CONSIGNE:
Recopiez le passage de l'extrait sur le rap français qui s'ouvre sur les mots « Déjà avant ce » et se ferme sur « les HLM français. », en y remplaçant « fièrement » par « ouvertement ».

EXTRAIT CHOISI:
____________________

Une nouvelle école mwana poto du rap (mwana poto indique des Européens étant issues de l’immigration congolaise) ayant comme fer de lance Gradur et Niska inonde la toile de vidéos dans lesquels s’enchaînent pas de danse empruntés au ndombolo remixé à la sauce états-unienne des banlieues et onomatopées similaires à celles lancées dans les nganda de Matonge.

Déjà avant ce déferlement de « Niama » Kozi Niama, de « Ndeko » de « Sheguey » Gradur, les artistes confirmés et influents que sont Youssoupha et Maitre Gims, tous deux fils d’artistes sur-confirmés dans la musique congolaise (Tabu Ley Rochereau pour le premier et Djanana Djuna du groupe Viva La Musica pour le second) marquèrent fièrement leur double appartenance en semant ici et là quelques graines bantoues histoire de voir éclore quelques jeunes pousses dans une musique urbaine bien forgée quant à elle dans les HLM français.

Assistons-nous à une «Congolisation» du rap français ?

Après les années 60 et ses fausses promesses d’indépendance, dans une économie sociale inexistante, le moyen le plus populaire de s’enfuir du misérabilisme n’est plus que jamais la musique pour le jeune Congolais. De là, de grands paroliers accompagnés de musiciens de même envergure écriront la culture congolaise de notes qui leur restera propre. Franco Luambo, Tabu Ley Rochereau, Pépé Kallé et leurs acolytes propagent la fièvre de la rumba au-delà des frontières congolaises.

____________________

DONNÉES AFFICHÉES:
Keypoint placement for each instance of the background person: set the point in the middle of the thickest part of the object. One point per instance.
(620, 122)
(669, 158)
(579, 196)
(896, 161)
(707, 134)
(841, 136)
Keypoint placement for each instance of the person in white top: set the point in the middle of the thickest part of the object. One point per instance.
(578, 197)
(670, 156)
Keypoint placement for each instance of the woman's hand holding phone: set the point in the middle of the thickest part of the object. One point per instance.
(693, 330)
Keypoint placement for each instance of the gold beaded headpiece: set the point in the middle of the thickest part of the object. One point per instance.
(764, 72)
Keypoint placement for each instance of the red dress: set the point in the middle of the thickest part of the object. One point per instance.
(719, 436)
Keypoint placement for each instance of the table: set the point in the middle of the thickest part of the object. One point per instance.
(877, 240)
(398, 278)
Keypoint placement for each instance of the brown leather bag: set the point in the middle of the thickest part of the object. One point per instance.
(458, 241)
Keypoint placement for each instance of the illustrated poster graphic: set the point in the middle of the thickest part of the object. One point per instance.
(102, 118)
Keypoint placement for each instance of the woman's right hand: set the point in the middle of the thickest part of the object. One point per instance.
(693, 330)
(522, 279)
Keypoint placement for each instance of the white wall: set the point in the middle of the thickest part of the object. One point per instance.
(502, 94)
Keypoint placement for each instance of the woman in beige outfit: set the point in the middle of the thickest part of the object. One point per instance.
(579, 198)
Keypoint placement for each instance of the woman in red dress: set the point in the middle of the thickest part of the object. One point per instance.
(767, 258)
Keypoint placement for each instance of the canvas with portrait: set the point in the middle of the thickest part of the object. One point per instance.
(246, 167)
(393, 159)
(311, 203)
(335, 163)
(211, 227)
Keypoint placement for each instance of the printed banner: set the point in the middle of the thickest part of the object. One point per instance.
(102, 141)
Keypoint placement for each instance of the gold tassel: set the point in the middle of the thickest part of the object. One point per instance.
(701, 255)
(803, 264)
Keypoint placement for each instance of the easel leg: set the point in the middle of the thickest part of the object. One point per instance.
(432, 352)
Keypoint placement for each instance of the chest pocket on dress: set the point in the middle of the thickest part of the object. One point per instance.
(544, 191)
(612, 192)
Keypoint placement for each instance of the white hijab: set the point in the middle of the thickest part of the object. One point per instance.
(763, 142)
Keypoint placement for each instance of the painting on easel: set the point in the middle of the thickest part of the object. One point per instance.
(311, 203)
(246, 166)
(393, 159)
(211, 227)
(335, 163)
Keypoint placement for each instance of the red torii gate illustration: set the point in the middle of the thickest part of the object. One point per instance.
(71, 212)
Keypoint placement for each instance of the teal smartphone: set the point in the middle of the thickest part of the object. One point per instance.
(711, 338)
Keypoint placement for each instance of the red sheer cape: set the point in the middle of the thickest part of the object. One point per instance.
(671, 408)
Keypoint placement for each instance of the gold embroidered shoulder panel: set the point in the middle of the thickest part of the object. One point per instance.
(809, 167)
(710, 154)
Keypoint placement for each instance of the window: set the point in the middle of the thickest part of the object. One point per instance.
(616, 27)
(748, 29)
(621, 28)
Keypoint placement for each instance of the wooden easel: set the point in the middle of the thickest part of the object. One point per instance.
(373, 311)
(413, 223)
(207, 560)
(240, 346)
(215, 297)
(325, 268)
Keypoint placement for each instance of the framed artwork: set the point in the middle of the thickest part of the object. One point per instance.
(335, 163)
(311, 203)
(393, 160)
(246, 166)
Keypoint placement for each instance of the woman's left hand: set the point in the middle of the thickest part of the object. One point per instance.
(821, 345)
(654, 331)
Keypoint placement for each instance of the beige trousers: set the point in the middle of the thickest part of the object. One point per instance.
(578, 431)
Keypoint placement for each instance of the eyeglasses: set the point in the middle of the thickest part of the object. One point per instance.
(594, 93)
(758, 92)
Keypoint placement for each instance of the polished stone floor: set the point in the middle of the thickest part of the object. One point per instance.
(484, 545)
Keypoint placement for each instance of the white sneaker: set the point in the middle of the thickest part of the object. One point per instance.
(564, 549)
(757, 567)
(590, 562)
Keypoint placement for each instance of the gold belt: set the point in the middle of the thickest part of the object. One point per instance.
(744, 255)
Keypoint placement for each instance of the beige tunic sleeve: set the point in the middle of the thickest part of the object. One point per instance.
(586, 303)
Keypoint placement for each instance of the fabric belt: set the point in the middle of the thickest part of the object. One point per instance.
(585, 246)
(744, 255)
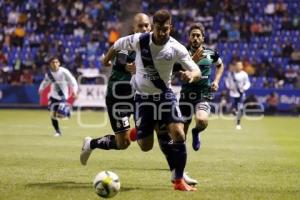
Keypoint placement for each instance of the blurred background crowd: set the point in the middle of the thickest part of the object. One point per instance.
(264, 34)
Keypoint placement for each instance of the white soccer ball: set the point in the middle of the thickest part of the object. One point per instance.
(107, 184)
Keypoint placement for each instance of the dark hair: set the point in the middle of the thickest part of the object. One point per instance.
(53, 58)
(197, 26)
(161, 16)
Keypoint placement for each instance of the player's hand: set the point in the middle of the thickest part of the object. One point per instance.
(186, 76)
(214, 86)
(130, 67)
(104, 62)
(75, 96)
(198, 55)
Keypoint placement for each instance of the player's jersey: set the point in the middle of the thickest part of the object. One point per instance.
(202, 89)
(119, 75)
(237, 83)
(163, 56)
(63, 78)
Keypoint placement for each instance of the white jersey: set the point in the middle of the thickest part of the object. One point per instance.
(163, 56)
(64, 78)
(241, 83)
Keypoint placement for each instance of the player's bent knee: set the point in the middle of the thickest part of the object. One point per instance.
(123, 144)
(145, 146)
(122, 140)
(202, 124)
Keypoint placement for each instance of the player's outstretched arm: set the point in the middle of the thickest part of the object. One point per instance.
(109, 56)
(218, 75)
(46, 81)
(190, 76)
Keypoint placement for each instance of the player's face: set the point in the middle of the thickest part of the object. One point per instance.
(142, 26)
(196, 38)
(161, 32)
(54, 65)
(238, 66)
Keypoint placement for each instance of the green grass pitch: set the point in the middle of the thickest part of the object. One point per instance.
(262, 161)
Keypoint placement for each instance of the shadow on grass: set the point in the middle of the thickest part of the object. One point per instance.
(144, 188)
(60, 185)
(141, 169)
(75, 185)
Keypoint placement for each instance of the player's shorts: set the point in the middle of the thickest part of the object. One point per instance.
(189, 108)
(119, 113)
(238, 102)
(150, 109)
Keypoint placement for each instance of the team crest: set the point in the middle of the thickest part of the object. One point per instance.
(168, 56)
(138, 122)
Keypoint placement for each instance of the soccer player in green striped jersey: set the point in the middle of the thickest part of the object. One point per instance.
(195, 97)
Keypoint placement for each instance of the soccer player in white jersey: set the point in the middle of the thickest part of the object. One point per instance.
(63, 78)
(237, 82)
(156, 53)
(120, 139)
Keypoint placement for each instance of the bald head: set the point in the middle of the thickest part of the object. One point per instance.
(141, 23)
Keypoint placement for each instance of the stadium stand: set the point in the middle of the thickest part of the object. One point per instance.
(264, 34)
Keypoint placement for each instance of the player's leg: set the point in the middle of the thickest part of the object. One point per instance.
(201, 119)
(172, 116)
(239, 115)
(144, 121)
(118, 141)
(179, 156)
(165, 144)
(53, 107)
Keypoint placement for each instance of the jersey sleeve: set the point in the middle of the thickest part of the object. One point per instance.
(247, 83)
(185, 59)
(121, 60)
(127, 43)
(72, 81)
(216, 58)
(46, 81)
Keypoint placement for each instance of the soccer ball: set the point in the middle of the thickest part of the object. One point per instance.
(107, 184)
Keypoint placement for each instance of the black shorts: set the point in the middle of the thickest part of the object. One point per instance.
(150, 109)
(119, 113)
(189, 108)
(53, 104)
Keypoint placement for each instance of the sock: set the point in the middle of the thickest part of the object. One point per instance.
(106, 142)
(239, 116)
(165, 146)
(179, 157)
(55, 125)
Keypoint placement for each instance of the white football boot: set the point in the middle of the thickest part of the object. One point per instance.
(186, 178)
(85, 150)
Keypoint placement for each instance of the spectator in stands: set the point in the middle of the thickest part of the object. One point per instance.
(287, 50)
(286, 22)
(270, 8)
(280, 8)
(266, 28)
(272, 102)
(245, 32)
(248, 67)
(291, 75)
(223, 34)
(3, 59)
(256, 28)
(26, 77)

____________________

RÉPONSE:
Déjà avant ce déferlement de « Niama » Kozi Niama, de « Ndeko » de « Sheguey » Gradur, les artistes confirmés et influents que sont Youssoupha et Maitre Gims, tous deux fils d’artistes sur-confirmés dans la musique congolaise (Tabu Ley Rochereau pour le premier et Djanana Djuna du groupe Viva La Musica pour le second) marquèrent ouvertement leur double appartenance en semant ici et là quelques graines bantoues histoire de voir éclore quelques jeunes pousses dans une musique urbaine bien forgée quant à elle dans les HLM français.